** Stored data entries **
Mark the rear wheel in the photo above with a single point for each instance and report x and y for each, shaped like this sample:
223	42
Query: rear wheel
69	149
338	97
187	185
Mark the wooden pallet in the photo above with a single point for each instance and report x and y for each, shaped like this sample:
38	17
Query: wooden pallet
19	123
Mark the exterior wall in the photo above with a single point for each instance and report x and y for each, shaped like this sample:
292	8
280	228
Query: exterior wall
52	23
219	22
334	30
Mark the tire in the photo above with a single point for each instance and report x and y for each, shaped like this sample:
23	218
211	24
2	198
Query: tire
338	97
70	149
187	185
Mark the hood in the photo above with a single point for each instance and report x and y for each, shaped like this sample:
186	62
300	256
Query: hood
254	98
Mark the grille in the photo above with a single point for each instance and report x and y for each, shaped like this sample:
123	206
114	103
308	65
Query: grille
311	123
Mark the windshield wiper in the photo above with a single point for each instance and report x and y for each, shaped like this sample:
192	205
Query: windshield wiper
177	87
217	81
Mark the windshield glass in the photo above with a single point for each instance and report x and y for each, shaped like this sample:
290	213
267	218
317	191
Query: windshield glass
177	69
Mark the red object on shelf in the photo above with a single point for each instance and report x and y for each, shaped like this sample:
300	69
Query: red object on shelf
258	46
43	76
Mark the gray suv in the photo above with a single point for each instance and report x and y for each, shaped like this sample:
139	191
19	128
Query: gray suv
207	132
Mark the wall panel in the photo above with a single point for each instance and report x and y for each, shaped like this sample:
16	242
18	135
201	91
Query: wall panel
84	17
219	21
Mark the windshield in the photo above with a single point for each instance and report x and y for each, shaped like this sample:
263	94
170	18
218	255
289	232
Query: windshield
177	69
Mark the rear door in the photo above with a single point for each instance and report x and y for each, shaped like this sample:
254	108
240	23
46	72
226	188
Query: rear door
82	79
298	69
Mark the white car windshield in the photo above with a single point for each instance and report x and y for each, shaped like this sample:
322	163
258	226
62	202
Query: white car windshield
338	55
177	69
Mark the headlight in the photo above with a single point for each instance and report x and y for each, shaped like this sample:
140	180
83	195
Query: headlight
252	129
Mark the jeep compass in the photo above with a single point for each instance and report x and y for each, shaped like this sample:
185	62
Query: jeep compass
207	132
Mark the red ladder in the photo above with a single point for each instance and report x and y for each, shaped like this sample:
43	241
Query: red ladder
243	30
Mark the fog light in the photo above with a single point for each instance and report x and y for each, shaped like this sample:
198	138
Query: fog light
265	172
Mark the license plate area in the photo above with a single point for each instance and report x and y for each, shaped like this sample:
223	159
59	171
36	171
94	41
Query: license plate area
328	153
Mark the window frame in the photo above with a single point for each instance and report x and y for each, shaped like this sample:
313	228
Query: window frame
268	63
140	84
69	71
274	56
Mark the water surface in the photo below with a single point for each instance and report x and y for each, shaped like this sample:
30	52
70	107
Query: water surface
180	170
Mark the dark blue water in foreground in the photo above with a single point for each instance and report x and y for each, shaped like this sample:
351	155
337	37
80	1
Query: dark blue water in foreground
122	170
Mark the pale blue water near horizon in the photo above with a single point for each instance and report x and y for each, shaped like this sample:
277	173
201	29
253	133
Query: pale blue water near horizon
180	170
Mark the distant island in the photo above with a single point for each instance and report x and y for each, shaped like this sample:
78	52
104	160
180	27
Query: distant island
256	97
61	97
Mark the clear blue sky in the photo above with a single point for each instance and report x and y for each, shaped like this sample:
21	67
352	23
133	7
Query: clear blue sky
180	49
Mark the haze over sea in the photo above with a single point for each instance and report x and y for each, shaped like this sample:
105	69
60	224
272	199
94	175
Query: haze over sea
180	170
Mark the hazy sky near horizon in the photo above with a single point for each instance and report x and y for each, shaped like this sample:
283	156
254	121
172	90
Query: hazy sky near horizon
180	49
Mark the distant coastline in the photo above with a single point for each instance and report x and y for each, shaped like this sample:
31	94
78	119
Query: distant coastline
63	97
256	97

** BRIEF **
Repeat the entries. Keep each one exactly as written.

** SOLVED EXERCISE **
Mark the rear wheel in the photo above with a single point for each instance and report x and y for each, shaped like this sample:
223	42
Query: rear wheel
69	149
338	97
187	185
Mark the wooden pallet in the photo above with a single point for each instance and report x and y for each, shaped like this sample:
38	17
Query: wooden pallet
19	123
Mark the exterior wall in the photo above with a single point for each instance and report x and y for each, shaped like this sample:
292	8
280	228
Query: exterior wall
52	23
219	22
334	30
Mark the tire in the photo above with a single point for each instance and report x and y for each, shaped like this sample:
23	218
211	24
2	198
Query: tire
338	97
70	149
187	185
Mark the hood in the photo above with a single point for each instance and report x and y for each, shaped like this sample:
186	62
300	256
Query: hood
254	98
Mark the grille in the photo above with a single point for each instance and report x and y for each, shaped like this sample:
123	206
114	103
308	65
Query: grille
311	123
Mark the windshield wiper in the photo above with a single point for each instance and report x and y for each, shaped like this sample:
192	205
Query: windshield wiper
177	87
217	81
Mark the windshield glass in the photo above with a single point for each instance and report x and y for each, shaped like this sample:
290	213
267	218
317	191
Query: windshield glass
177	69
Mark the red object on shelf in the photo above with a single point for each instance and report x and y for each, shaped like this sample:
300	69
Query: red object on shelf
258	46
43	76
Mark the gray suv in the photo above with a single point for each instance and report x and y for each, shaped like this sample:
139	191
19	128
Query: gray suv
207	132
Mark the wall panel in the photo above with a single point for each instance and report x and y for each, shaped like this sample:
16	242
18	135
201	91
Query: wall panel
84	17
219	21
Mark the windshield in the photo above with a single point for each instance and report x and y for each, shaped like this sample:
263	94
170	18
218	255
289	232
Query: windshield
177	69
Mark the rear door in the photo above with a single point for each instance and report x and y for each, shaped like this sample:
254	108
240	23
46	72
226	188
Query: rear door
82	79
298	69
Mark the white car windshield in the photo above with a single point for each instance and report x and y for each, shaped like this sample:
322	163
258	226
62	202
Query: white car windshield
338	55
177	69
Mark the headlight in the photo above with a single point for each instance and report x and y for each, shaped like this sample:
140	180
83	195
Query: headlight
252	129
Mark the jeep compass in the photo above with a single point for each instance and report x and y for each, shaped like this sample:
185	62
Query: jeep compass
207	132
Mark the red ladder in the photo above with a single point for each instance and report x and y for each, shaped like this sample:
43	241
Query: red ladder
243	30
Mark the fog light in the photo above with a single point for each instance and report x and y for each, shaped like this sample:
198	138
Query: fog light
265	172
Mark the license plate area in the photo above with a single point for each instance and report x and y for each, shaped like this sample:
223	159
59	171
36	171
94	41
Query: license plate area
328	153
Mark the window frame in the photo above with a single point for each instance and report x and y for each, shaped like this sample:
313	228
Query: window frame
268	63
140	84
69	71
274	56
Mark the water surface in the photo below with a single point for each instance and report x and y for each, shaped like this sample:
30	52
70	107
Query: water surface
180	170
Mark the dark blue water in foreground in the photo above with a single point for each instance and report x and y for each, shaped like this sample:
351	155
337	37
80	1
Query: dark blue water in foreground
122	170
Mark the pale blue water near horizon in the photo above with a single point for each instance and report x and y for each, shaped like this sample:
277	173
201	29
253	133
Query: pale blue water near horizon
180	170
Mark the distant island in the photo above with a single point for each instance and report x and y for each, shaped like this sample:
78	52
104	160
180	27
Query: distant island
256	97
61	97
Mark the clear blue sky in the photo above with a single point for each instance and report x and y for each, shaped like this sample:
21	67
352	23
133	7
Query: clear blue sky
180	49
Mark the haze over sea in the photo above with a single point for each instance and report x and y for each, shaped like this sample:
105	69
60	224
272	199
94	175
Query: haze over sea
180	170
Mark the hazy sky near horizon in the photo above with a single point for each instance and report x and y for each, shaped like this sample:
283	156
254	121
172	90
Query: hazy sky near horizon
180	49
Mark the distant coastline in the photo above with a single point for each instance and report x and y for each, shaped like this sample:
31	94
78	119
Query: distant coastline
63	97
256	97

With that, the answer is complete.